§ **ASSIGNMENT**:
All the entries need to be duplicated exactly, with the pictures omitted.

Region pointing data:
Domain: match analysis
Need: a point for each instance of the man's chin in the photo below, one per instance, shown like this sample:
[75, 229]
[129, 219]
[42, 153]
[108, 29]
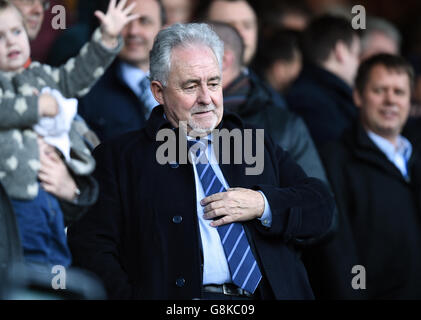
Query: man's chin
[197, 129]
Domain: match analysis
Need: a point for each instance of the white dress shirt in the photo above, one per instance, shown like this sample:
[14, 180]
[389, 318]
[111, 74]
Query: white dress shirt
[215, 265]
[399, 155]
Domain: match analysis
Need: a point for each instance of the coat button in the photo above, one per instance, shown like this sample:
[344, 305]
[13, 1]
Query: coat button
[174, 165]
[177, 219]
[180, 282]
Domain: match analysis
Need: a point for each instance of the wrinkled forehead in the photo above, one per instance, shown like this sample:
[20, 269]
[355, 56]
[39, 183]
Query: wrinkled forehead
[189, 57]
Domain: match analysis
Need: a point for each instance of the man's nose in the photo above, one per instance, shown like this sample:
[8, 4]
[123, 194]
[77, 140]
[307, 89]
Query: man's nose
[390, 97]
[204, 97]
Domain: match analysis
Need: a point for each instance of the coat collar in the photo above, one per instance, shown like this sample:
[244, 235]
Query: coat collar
[365, 149]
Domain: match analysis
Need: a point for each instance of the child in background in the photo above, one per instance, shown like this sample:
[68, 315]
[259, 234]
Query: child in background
[33, 101]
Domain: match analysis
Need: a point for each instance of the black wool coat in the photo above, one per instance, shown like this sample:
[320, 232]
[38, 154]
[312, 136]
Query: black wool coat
[379, 225]
[142, 237]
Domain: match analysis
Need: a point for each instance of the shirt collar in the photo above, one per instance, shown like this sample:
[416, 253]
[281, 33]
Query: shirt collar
[403, 147]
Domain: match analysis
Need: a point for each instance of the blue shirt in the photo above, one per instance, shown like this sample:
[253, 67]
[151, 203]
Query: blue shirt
[399, 155]
[215, 265]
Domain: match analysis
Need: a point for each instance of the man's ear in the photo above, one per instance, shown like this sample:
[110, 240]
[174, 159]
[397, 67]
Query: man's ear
[357, 98]
[158, 91]
[227, 60]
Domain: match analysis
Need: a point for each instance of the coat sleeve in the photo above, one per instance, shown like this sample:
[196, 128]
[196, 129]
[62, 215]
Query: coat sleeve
[76, 77]
[95, 239]
[302, 207]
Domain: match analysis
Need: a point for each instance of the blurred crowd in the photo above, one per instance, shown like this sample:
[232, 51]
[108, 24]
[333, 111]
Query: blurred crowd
[345, 103]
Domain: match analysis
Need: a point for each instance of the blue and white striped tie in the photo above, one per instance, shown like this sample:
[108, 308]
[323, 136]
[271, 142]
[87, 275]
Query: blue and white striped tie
[243, 267]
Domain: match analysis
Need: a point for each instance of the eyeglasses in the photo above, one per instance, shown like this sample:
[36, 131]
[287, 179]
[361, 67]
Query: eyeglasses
[44, 3]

§ **WRITTEN RESPONSE**:
Domain: match analysis
Need: a point for each instance of the man's chin in the photo below, one per instance, shown like this sample:
[75, 229]
[129, 219]
[42, 153]
[108, 29]
Query: man's chin
[197, 129]
Domain: match analysis
Need: a point for each instance of the white dress shirt in the photo above, one per instance, shown like this sample:
[14, 180]
[389, 318]
[111, 74]
Query: white dress shirt
[215, 265]
[399, 155]
Domain: match analysis
Need: a point for each instance of the coat button in the photo above, one per instance, shown like this sample:
[344, 305]
[13, 1]
Query: coat button
[174, 165]
[177, 219]
[180, 282]
Domain: match analysis
Need: a point for each instance of the wrinkled forehead in the photo above, one per instance, shown like this sample:
[20, 269]
[355, 56]
[39, 183]
Query: wrinkled forehead
[189, 57]
Domain: match analysis
Need: a point for each instance of the man's nose in the photo above, one per instance, shown like this sample:
[8, 4]
[123, 194]
[77, 140]
[307, 89]
Query: man's nose
[390, 97]
[204, 97]
Domain: match analysis
Need: a point for each instance of the coat collar in the photo above, one per instance, shown like this sample:
[244, 235]
Query: coat collar
[365, 149]
Domain: match analysis
Need: a point for each instance of the child in background in the photo above, one per instance, shown like this sample:
[68, 315]
[259, 234]
Query: child in background
[33, 101]
Domain: match analysis
Need: a point for each instance of the black wool coat in the photo above, one per instance, shown like this sample:
[320, 232]
[38, 154]
[312, 136]
Query: black wool coat
[379, 225]
[142, 237]
Domain: match analysis
Need: a point for each instance of the shirt collar in the photo above, one per instance, shown like this sample:
[416, 253]
[281, 33]
Query: shirt collar
[403, 147]
Domain: match analysis
Need: a point for each instance of the blue shirt in the photo above, one per instance, shown like this sample:
[253, 67]
[151, 203]
Query: blue shirt
[399, 155]
[215, 265]
Domain: match analysis
Need: a point for each instance of the man's ear in the photo above, one per instance, shown like this sample:
[110, 240]
[174, 159]
[397, 67]
Query: man's ear
[357, 98]
[158, 91]
[227, 60]
Domain: match analysis
Need: a point for each instance of the coat sleeve in the photo above, one per instance, shown like this sample:
[196, 128]
[196, 129]
[62, 215]
Query: coat sleeve
[76, 77]
[95, 239]
[302, 207]
Domain: match analysis
Need: a point for each instance of the blurred crowd in the photo above, one per instance, shown like this sample:
[232, 51]
[108, 24]
[333, 111]
Query: blurred crowd
[345, 103]
Domain: match analysis
Need: a point for each instance of the blue and white striped tie in the photo above, one per instance, shown like this sample:
[108, 308]
[323, 136]
[271, 142]
[87, 275]
Query: blue and white striped tie
[243, 267]
Domain: match analysis
Need: a point for each instance of the eyeglasses in the photo above, one per instance, shown like this sample:
[36, 131]
[287, 179]
[361, 67]
Query: eyeglasses
[44, 3]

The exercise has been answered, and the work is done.